Set exercise:
Please convert all the items below into a numbered list, leaving out any blank lines.

Excerpts from a point labeling dataset:
::::::::::

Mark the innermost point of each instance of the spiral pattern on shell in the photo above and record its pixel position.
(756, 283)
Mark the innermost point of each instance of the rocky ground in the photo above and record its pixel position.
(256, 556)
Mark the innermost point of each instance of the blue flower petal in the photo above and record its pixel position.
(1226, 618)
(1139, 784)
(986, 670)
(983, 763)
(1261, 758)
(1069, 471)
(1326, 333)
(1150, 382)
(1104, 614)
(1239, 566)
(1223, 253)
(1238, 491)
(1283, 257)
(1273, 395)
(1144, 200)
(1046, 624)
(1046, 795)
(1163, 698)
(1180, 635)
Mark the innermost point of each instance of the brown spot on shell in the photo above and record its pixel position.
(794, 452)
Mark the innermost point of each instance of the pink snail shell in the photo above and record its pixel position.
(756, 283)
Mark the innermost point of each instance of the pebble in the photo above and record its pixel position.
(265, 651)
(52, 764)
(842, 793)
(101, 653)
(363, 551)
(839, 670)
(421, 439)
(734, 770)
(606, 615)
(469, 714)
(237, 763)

::::::::::

Answer to this task:
1. Mark the innermost point of each instance of the spiral pattern on shell in the photo above and record its pixel position.
2. (756, 283)
3. Mark the innermost point of each instance of the rocky ground in the photo above and record its pixel position.
4. (256, 556)
5. Mark the innermost point of each instance of the blue flower petal in the photo above and record its pixel position.
6. (1226, 618)
7. (1139, 784)
8. (986, 670)
9. (983, 763)
10. (1261, 758)
11. (1069, 471)
12. (1326, 333)
13. (1150, 382)
14. (1104, 614)
15. (1239, 566)
16. (1223, 253)
17. (1238, 491)
18. (1283, 257)
19. (1273, 395)
20. (1144, 200)
21. (1046, 624)
22. (1046, 795)
23. (1163, 698)
24. (1180, 635)
25. Mark the innermost point of each instance of the brown spot on shell in the photo above and record its pixel position.
26. (794, 452)
27. Mark the innermost point of each instance of the pink snail shell in the photo above and record its pixel position.
28. (756, 283)
29. Mark the innermost point of each instance of the pebble in the photo above and record its pixel position.
30. (265, 651)
31. (52, 764)
32. (842, 793)
33. (101, 653)
34. (363, 551)
35. (839, 670)
36. (421, 439)
37. (734, 770)
38. (606, 615)
39. (469, 714)
40. (237, 763)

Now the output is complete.